### Task
Beginning with the line where "tile wall in this photo." appears, restate the lines word for word through the last one in the listing.

"""

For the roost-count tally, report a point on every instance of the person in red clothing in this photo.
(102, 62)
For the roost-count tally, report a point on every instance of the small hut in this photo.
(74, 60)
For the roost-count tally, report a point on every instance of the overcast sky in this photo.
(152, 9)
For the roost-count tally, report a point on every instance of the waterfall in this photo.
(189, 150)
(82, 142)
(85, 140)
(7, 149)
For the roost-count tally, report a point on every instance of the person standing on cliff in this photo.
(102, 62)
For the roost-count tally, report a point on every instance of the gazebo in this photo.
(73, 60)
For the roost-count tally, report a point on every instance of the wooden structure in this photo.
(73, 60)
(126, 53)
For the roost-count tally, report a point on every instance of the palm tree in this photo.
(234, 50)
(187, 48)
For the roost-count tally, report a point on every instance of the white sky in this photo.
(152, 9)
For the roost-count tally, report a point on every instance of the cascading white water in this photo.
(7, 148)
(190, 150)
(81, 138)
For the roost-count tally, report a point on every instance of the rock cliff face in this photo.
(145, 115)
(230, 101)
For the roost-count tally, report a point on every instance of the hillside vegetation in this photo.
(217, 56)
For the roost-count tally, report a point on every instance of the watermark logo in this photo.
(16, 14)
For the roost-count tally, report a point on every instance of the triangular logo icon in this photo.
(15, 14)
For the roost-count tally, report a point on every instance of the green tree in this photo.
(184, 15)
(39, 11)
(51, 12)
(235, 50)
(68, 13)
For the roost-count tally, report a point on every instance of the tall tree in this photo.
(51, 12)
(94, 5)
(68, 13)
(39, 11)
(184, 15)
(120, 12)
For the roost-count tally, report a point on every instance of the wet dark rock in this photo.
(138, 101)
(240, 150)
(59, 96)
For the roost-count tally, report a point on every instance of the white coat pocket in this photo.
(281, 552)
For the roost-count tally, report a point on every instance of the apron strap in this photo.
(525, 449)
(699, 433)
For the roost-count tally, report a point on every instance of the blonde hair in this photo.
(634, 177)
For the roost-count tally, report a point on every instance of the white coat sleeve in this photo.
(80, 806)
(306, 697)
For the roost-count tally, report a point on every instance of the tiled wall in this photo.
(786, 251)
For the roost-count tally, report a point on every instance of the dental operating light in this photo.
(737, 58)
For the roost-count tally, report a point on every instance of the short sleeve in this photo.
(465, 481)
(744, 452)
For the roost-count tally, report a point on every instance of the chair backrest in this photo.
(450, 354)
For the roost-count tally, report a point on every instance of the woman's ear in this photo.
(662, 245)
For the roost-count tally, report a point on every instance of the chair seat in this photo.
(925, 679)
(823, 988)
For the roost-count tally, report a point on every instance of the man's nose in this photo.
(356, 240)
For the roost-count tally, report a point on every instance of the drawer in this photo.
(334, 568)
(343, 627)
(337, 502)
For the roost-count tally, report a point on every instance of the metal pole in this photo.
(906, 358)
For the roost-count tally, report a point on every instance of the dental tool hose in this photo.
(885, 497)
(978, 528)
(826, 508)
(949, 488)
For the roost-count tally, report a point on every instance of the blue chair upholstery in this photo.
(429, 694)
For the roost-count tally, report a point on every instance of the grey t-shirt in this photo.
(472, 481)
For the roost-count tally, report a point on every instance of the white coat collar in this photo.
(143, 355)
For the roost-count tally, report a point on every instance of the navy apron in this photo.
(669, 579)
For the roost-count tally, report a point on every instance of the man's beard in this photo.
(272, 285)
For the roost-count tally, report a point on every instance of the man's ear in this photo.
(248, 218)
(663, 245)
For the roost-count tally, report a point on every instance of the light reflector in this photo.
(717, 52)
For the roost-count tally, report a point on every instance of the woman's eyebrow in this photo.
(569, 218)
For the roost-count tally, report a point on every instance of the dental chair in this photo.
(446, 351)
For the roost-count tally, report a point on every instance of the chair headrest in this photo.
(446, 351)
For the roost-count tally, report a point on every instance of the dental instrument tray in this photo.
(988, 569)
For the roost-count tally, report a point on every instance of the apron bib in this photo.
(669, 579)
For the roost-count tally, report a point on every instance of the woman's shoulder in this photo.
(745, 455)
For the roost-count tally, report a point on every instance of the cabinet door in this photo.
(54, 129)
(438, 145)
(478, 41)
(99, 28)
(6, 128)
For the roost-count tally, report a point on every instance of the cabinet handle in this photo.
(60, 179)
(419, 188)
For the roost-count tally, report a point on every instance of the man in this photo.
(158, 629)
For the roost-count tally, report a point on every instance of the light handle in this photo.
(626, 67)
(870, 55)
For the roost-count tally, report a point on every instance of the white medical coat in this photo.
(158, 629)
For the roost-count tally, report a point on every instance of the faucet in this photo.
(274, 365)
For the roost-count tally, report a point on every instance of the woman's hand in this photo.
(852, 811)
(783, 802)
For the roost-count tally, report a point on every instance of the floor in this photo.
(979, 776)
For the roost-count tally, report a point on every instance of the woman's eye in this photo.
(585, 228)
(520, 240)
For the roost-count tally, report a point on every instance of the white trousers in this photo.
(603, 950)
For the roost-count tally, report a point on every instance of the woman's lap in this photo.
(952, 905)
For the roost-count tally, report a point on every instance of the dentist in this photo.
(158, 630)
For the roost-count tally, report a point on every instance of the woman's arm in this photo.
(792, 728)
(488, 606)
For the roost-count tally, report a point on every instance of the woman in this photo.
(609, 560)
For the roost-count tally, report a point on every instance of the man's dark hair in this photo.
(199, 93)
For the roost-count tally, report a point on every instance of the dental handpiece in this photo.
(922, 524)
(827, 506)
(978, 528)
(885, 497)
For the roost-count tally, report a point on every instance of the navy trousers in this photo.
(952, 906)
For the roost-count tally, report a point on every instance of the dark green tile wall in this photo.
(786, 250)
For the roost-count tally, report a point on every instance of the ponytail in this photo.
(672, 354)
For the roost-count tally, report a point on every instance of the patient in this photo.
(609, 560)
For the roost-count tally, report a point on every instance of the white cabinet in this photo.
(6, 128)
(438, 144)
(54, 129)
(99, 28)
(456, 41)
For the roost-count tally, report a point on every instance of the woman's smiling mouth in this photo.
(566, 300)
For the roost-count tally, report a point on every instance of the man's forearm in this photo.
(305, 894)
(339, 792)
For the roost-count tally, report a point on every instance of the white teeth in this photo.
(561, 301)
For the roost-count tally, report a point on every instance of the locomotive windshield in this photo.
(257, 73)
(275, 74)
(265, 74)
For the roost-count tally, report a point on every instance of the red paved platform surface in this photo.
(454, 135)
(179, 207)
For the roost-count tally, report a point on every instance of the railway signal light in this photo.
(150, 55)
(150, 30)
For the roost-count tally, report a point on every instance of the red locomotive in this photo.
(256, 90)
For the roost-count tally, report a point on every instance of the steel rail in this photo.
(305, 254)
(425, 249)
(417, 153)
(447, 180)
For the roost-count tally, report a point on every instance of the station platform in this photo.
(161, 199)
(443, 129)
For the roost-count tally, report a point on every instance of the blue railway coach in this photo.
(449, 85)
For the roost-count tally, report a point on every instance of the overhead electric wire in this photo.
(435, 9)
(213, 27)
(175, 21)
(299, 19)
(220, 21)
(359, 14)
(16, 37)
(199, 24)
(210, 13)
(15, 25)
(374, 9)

"""

### Answer for the task
For the roost-count tally, report a point on every instance of the dark green tile wall in this photo.
(786, 250)
For the roost-count tally, report a point on every instance of the ponytail in this photo.
(672, 354)
For the roost-count tally, report a point on every instance of the patient in this photo.
(609, 560)
For the roost-count tally, report a point on every instance of the white cabinet in this photo.
(6, 128)
(438, 144)
(54, 129)
(99, 28)
(456, 41)
For the roost-count tally, report a point on every instance of the woman's smiling mouth in this photo.
(566, 300)
For the roost-count tally, report a point on every instance of the man's forearm in this photo.
(305, 894)
(339, 792)
For the roost-count tally, report a point on every instance of the white teeth in this photo.
(561, 301)
For the roost-count tally, report a point on every instance of the locomotive windshield in this photo.
(257, 73)
(275, 74)
(265, 74)
For the roost-count tally, report a point on every instance of the red paved platform surface in this photo.
(454, 135)
(179, 207)
For the roost-count tally, report a point on every instance of the railway signal light in this photo.
(150, 55)
(150, 30)
For the roost-count tally, report a point on every instance of the red locomotive in this photo.
(256, 90)
For the roost-count tally, report a point on every instance of the steel rail in this photo.
(305, 254)
(425, 249)
(417, 153)
(447, 180)
For the roost-count tally, report a point on every instance of the station platform in this photo.
(161, 199)
(443, 129)
For the roost-count tally, report a point on every instance of the blue railway coach in this photo.
(449, 85)
For the roost-count tally, report a point on every instance of the overhead electric wire in this photo.
(435, 9)
(213, 27)
(175, 21)
(299, 19)
(220, 21)
(359, 14)
(16, 37)
(199, 24)
(210, 13)
(15, 25)
(374, 9)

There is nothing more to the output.